When selecting a type of life insurance, you may encounter the words “temporary” or “term” life insurance. This type of insurance is named as such because it has a specific validity period. What makes it ideal compared to other life insurance is that it is slightly more affordable, given several advantageous circumstances.
If you are interested in learning more about this type of insurance option, then you are on the right page. However, to avoid confusion, take note that the type of insurance that will be discussed in this article does not refer to the “temporary insurance” that is valid while the application process for term or life insurance is ongoing.
Temporary insurance is a sub-category of traditional term insurance. Many providers also offer online applications for temporary life insurance while the client is waiting for their insurance policy to get approved. This is done to cover applicants during the brief period that they are not covered while waiting for their policy to be active. It is a comfort tool that can be utilized by applicants that want peace of mind while waiting for approval. In some companies, you will stop receiving temporary insurance under the following situations:
- Your permanent life insurance is approved and in effect
- Your application was denied, but you will usually get your premium back
- The 30-day response period has lapsed, and you are unable to provide the necessary information needed to process your insurance application.

SUPPLIED MATERIAL -
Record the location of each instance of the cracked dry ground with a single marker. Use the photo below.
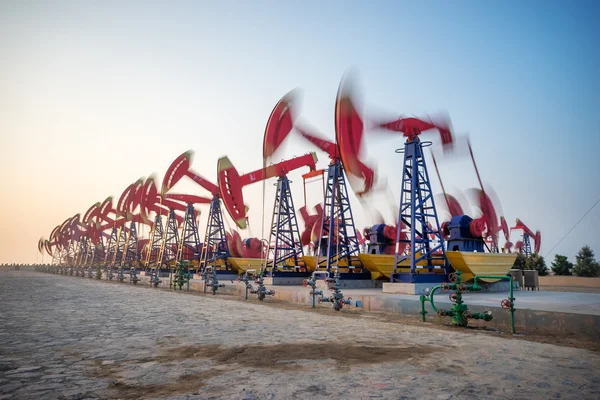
(71, 338)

TASKS AND EXERCISES -
A - In the article on term life insurance, how would you rewrite the paragraph beginning "Temporary insurance is a sub-category" more briefly while keeping its main facts?
B - What situations does the article on term life insurance give for when, in some companies, you stop receiving temporary insurance?

RESULTS OF THE EXERCISE -
A - Temporary insurance is a sub-category of traditional term insurance. It covers applicants during the short gap while their policy awaits approval, and many providers let clients apply for it online. It gives applicants peace of mind during the wait. Some companies end this coverage under certain conditions.

B -
- Your permanent life insurance is approved and in effect.
- Your application was denied, though you usually get your premium back.
- The 30-day response period has lapsed and you are unable to provide the information needed to process your application.